Natural-language object grounding data
____

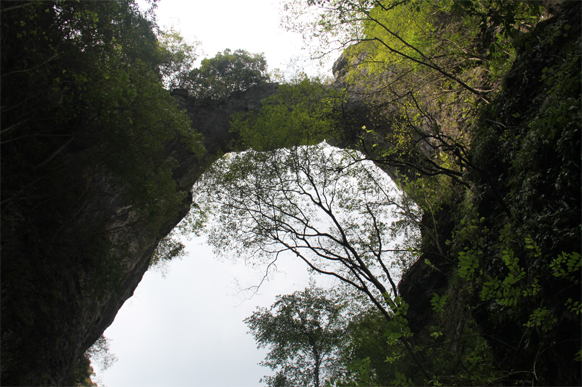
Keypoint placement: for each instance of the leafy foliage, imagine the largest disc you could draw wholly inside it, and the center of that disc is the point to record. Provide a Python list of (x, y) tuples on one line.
[(228, 72), (304, 331), (85, 125)]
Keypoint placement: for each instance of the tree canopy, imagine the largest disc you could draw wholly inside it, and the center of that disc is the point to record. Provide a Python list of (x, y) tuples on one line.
[(304, 332)]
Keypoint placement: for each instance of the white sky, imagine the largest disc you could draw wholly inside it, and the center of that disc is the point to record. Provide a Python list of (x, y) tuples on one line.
[(187, 329)]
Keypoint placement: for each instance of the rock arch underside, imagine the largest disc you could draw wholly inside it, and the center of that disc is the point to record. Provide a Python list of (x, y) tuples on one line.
[(84, 316)]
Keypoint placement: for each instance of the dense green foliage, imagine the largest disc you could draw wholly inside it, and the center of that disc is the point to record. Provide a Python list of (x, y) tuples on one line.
[(226, 73), (474, 108), (304, 332)]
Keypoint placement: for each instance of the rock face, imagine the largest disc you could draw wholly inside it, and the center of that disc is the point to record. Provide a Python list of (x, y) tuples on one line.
[(70, 315), (75, 315)]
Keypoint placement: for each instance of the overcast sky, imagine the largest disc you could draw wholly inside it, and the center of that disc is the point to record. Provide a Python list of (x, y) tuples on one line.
[(187, 329)]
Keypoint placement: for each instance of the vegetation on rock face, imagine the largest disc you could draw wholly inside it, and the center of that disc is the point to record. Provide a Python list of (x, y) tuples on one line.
[(472, 107), (304, 331), (85, 121)]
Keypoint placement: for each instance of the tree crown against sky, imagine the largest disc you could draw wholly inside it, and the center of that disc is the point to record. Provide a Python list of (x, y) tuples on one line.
[(304, 332)]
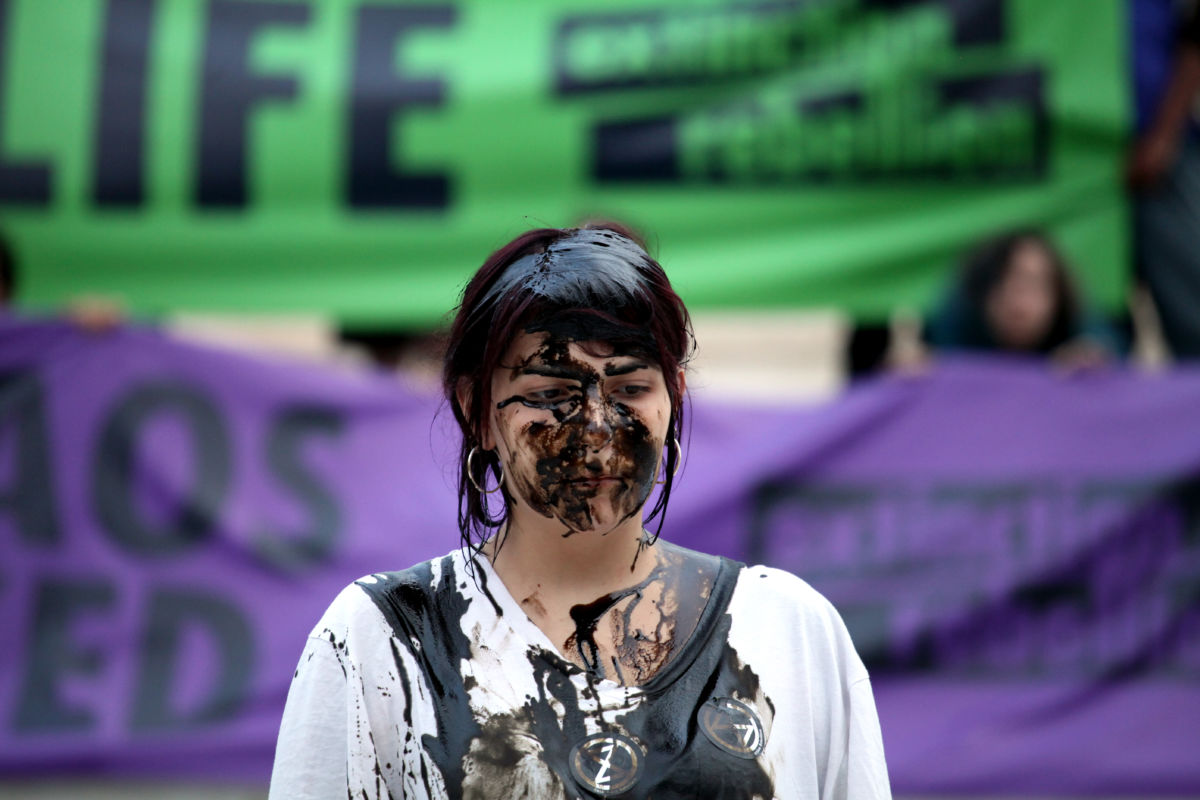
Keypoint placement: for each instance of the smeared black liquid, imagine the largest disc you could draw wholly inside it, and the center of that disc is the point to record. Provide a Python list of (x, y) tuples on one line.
[(565, 457), (681, 762), (585, 269), (683, 581)]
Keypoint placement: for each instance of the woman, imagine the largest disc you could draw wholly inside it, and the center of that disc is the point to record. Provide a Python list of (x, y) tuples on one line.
[(564, 651), (1017, 295)]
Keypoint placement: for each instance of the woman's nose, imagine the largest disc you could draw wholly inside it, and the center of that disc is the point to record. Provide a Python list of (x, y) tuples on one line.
[(597, 425)]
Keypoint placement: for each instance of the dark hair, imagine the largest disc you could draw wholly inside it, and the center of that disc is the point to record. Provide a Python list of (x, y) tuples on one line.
[(989, 264), (595, 282), (7, 272)]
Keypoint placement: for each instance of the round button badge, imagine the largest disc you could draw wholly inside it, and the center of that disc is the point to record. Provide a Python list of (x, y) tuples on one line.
[(732, 726), (607, 764)]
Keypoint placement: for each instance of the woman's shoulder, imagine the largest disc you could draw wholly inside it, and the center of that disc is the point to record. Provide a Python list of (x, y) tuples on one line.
[(779, 611), (377, 599), (786, 595)]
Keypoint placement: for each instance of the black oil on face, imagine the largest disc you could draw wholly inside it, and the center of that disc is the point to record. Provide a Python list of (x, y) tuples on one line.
[(580, 428)]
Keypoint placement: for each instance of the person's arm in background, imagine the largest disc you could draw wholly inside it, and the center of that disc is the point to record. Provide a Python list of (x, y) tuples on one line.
[(1156, 150)]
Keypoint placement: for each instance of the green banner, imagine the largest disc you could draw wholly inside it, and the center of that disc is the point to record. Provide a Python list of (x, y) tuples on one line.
[(360, 157)]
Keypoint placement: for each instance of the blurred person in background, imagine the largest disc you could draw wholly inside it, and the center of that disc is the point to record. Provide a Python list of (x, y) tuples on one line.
[(1015, 294), (1163, 168), (563, 650)]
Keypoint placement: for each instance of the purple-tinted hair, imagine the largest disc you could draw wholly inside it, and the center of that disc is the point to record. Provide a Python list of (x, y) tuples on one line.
[(601, 283)]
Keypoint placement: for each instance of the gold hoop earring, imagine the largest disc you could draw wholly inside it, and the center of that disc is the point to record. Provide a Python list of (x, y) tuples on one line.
[(678, 461), (471, 474)]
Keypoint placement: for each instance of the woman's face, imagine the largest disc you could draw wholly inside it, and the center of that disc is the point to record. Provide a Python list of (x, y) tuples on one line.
[(1020, 308), (580, 431)]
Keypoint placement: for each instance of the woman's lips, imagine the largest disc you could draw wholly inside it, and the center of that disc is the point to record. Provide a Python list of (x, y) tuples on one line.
[(594, 482)]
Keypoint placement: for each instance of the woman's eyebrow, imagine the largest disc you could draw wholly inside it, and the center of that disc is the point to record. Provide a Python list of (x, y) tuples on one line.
[(611, 370)]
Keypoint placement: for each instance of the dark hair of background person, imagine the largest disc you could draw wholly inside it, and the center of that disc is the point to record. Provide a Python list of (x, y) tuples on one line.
[(987, 266), (486, 323), (7, 272)]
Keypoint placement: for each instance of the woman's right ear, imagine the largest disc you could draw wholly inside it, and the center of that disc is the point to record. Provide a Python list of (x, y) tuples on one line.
[(463, 396)]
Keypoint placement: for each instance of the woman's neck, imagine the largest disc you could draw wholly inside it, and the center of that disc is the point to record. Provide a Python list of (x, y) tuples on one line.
[(577, 564)]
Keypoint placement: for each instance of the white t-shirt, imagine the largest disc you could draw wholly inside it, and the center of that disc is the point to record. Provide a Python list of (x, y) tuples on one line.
[(430, 683)]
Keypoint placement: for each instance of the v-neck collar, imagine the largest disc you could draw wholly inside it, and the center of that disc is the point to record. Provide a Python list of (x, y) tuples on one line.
[(514, 617)]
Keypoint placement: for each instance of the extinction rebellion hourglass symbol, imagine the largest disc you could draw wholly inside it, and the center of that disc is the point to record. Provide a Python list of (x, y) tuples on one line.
[(732, 726), (607, 763)]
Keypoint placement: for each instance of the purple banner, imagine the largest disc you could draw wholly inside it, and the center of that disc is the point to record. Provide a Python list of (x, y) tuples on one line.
[(1017, 553)]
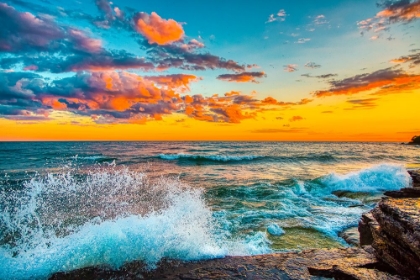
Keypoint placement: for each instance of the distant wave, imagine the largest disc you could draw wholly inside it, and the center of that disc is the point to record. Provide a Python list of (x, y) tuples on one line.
[(92, 157), (180, 226), (223, 158)]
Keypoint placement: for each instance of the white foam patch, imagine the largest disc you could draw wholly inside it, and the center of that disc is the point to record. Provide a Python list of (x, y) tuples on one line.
[(181, 226), (377, 178), (224, 158)]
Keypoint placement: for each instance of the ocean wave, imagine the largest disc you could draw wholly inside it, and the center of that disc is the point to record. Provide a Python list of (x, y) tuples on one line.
[(222, 158), (309, 204), (93, 158), (62, 222)]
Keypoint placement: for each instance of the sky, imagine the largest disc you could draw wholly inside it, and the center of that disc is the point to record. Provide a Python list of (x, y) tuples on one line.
[(344, 70)]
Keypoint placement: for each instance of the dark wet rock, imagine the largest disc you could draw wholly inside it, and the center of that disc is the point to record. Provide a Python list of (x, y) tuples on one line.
[(349, 263), (350, 235), (365, 224), (415, 176), (405, 193), (395, 233)]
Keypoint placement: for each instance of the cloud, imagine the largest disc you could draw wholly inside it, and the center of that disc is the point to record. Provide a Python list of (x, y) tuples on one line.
[(385, 81), (324, 76), (302, 40), (272, 101), (400, 11), (296, 118), (174, 81), (393, 11), (276, 130), (290, 68), (24, 32), (158, 30), (366, 103), (414, 59), (280, 16), (320, 19), (312, 65), (105, 7), (242, 77), (103, 60), (122, 97), (176, 55)]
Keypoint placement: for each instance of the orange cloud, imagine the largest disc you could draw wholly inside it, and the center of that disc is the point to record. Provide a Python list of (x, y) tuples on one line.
[(384, 81), (296, 118), (406, 12), (158, 30), (242, 77), (174, 81)]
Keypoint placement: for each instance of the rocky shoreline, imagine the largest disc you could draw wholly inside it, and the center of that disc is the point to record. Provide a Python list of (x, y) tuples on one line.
[(389, 248)]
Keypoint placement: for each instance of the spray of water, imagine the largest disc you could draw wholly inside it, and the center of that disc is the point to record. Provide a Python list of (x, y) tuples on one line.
[(106, 216)]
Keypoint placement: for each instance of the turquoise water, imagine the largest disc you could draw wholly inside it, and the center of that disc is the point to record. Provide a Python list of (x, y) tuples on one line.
[(70, 205)]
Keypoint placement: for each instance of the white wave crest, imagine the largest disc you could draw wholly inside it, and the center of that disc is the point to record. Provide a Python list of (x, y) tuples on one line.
[(223, 158)]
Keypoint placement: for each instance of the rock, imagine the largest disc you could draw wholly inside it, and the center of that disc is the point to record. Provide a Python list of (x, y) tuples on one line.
[(350, 235), (415, 176), (348, 263), (404, 192), (395, 231), (365, 233)]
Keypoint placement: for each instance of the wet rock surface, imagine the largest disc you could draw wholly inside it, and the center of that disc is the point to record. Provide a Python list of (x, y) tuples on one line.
[(351, 236), (349, 263), (393, 229)]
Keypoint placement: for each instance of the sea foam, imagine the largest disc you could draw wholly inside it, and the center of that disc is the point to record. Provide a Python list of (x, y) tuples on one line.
[(109, 216)]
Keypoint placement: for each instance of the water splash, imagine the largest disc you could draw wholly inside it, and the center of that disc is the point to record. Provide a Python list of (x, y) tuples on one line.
[(221, 158), (108, 216)]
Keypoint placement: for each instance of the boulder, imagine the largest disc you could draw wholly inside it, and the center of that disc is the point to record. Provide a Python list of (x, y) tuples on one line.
[(393, 230)]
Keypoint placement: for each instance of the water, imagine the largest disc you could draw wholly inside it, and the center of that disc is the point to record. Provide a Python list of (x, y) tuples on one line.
[(69, 205)]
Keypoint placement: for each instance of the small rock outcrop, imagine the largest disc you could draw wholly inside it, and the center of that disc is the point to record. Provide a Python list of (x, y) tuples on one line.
[(393, 230)]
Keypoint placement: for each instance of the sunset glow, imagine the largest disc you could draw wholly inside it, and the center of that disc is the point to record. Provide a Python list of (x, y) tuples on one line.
[(278, 71)]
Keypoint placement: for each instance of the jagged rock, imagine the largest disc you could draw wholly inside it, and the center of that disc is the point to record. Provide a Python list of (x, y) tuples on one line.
[(395, 233), (349, 263), (404, 193), (415, 175), (350, 235), (365, 233)]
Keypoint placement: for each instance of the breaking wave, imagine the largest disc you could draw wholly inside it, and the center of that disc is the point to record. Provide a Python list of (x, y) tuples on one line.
[(222, 158), (109, 216)]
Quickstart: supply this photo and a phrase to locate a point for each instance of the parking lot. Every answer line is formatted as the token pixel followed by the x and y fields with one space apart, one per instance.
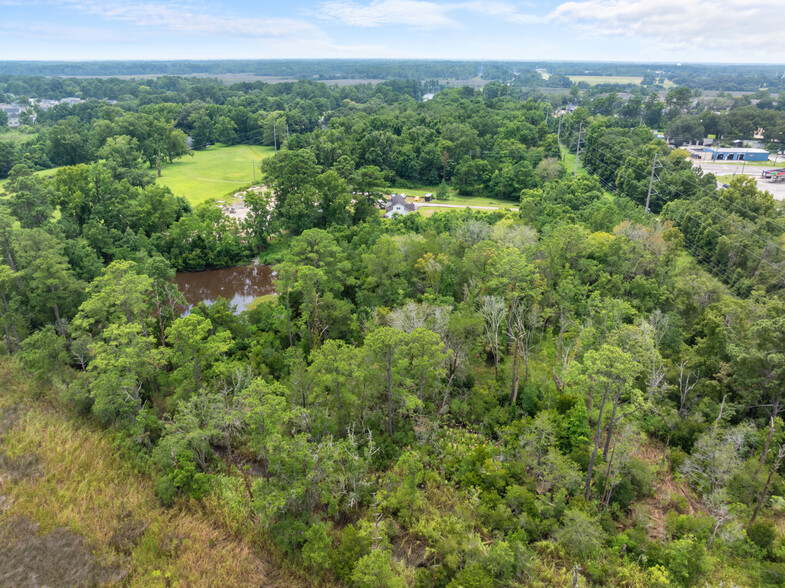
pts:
pixel 777 189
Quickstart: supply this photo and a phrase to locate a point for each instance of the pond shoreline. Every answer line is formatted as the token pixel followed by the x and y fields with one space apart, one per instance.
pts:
pixel 240 285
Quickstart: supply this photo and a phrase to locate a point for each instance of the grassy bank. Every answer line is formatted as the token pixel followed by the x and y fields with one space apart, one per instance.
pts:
pixel 79 482
pixel 214 172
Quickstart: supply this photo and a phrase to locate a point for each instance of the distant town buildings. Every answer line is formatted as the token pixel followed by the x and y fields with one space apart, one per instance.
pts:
pixel 14 110
pixel 735 154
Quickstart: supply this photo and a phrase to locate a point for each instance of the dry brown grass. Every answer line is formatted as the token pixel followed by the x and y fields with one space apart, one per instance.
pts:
pixel 88 489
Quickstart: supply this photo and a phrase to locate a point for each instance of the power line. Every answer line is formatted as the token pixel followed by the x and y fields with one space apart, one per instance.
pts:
pixel 677 191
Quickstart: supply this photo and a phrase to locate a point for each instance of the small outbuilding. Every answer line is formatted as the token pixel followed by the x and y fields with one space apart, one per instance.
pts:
pixel 735 154
pixel 398 205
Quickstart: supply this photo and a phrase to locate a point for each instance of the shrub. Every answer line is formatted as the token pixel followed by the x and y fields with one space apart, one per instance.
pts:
pixel 354 546
pixel 317 547
pixel 472 576
pixel 581 536
pixel 289 533
pixel 686 560
pixel 375 571
pixel 682 525
pixel 762 533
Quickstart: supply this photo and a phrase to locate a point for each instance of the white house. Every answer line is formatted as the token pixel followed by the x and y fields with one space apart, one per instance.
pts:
pixel 398 205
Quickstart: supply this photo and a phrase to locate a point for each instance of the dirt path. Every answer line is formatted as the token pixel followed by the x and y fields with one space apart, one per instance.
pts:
pixel 669 495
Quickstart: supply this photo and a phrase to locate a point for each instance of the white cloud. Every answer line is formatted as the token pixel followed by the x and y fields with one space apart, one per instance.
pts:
pixel 186 17
pixel 421 14
pixel 707 26
pixel 414 13
pixel 60 32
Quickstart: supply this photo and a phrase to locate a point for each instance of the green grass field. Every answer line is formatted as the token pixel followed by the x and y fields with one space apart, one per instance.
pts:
pixel 594 80
pixel 16 137
pixel 213 172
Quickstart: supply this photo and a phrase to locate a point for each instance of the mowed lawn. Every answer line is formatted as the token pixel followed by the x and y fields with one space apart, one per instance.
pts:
pixel 214 172
pixel 44 173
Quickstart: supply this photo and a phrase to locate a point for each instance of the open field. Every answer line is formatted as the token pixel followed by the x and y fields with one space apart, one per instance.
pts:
pixel 16 137
pixel 45 173
pixel 594 80
pixel 214 172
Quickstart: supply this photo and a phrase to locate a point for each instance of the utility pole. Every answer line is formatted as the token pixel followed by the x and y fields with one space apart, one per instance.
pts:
pixel 651 183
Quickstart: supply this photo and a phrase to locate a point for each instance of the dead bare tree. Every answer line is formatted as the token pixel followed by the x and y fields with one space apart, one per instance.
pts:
pixel 764 493
pixel 493 310
pixel 685 387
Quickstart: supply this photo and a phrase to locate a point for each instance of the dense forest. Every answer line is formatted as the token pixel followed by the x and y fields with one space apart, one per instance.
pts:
pixel 577 392
pixel 728 77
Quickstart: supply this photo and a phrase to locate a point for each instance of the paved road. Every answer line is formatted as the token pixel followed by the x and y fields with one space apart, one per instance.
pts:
pixel 777 189
pixel 433 204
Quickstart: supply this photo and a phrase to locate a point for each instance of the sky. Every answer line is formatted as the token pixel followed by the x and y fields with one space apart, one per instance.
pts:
pixel 731 31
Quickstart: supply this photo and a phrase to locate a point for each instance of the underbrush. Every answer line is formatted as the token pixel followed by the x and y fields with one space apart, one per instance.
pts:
pixel 86 487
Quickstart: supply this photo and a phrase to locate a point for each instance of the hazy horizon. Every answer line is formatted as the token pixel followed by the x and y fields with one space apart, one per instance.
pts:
pixel 643 31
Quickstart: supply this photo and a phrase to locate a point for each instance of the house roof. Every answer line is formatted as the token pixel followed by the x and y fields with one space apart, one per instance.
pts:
pixel 397 200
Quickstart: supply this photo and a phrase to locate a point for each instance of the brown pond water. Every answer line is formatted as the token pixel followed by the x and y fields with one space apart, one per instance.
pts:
pixel 239 285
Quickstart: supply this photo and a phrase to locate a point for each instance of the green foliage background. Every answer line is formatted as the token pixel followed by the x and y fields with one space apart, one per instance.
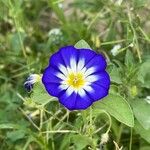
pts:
pixel 31 31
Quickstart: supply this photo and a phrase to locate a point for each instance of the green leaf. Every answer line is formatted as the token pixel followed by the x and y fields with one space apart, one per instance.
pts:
pixel 118 107
pixel 145 134
pixel 8 126
pixel 82 44
pixel 129 59
pixel 141 111
pixel 115 75
pixel 144 74
pixel 15 135
pixel 39 95
pixel 81 141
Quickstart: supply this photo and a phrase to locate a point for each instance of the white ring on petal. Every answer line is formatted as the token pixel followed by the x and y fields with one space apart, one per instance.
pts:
pixel 69 91
pixel 81 92
pixel 81 64
pixel 89 71
pixel 92 78
pixel 88 88
pixel 63 69
pixel 73 64
pixel 63 87
pixel 61 76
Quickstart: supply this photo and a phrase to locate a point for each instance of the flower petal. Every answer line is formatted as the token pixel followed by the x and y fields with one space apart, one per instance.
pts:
pixel 75 101
pixel 50 76
pixel 98 62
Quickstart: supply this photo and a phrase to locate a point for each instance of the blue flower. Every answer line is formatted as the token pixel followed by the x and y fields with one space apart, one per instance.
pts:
pixel 77 77
pixel 33 78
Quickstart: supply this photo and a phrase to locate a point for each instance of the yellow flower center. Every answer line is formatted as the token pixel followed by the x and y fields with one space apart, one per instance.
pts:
pixel 76 80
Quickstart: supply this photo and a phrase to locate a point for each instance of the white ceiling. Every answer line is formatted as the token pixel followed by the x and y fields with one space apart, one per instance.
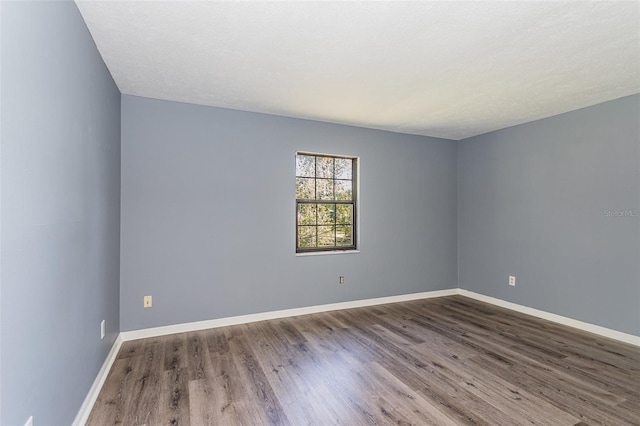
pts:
pixel 446 69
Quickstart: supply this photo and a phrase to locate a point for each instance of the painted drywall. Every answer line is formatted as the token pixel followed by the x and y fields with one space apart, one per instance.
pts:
pixel 556 203
pixel 208 214
pixel 60 212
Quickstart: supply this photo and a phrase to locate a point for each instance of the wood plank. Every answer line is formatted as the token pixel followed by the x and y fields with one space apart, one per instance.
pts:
pixel 449 360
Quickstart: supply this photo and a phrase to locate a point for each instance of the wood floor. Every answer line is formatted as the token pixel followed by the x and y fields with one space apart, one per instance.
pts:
pixel 446 361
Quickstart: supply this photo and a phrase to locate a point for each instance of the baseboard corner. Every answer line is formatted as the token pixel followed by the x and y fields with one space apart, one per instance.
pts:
pixel 92 395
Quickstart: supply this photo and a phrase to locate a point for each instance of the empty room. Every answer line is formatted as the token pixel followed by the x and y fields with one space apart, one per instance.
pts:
pixel 319 213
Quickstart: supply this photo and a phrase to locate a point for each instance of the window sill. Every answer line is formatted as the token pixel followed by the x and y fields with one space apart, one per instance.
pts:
pixel 325 253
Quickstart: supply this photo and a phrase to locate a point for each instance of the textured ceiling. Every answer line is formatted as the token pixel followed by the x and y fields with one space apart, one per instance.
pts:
pixel 444 69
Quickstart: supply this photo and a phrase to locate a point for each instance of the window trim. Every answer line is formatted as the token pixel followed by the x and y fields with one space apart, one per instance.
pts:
pixel 355 175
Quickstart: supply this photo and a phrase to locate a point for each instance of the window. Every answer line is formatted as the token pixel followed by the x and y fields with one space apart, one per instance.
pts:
pixel 325 203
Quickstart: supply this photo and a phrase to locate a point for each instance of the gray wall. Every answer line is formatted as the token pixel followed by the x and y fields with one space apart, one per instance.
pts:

____

■ **PROBLEM STATEMENT**
Go through the entries and copy every line that has "brown".

■ **OUTPUT FOR THIS TASK**
Quickstart: supply this photo and a phrase to locate a point for each instance of the dry brown grass. Every answer line is formatted as the token pixel followed by the x and y fields with one space apart, one per instance.
Quickstart: supply this photo and a phrase to locate a point for each instance of the brown pond water. Every answer line is formatted as the token pixel followed by the x and y fields with one space apart, one per instance.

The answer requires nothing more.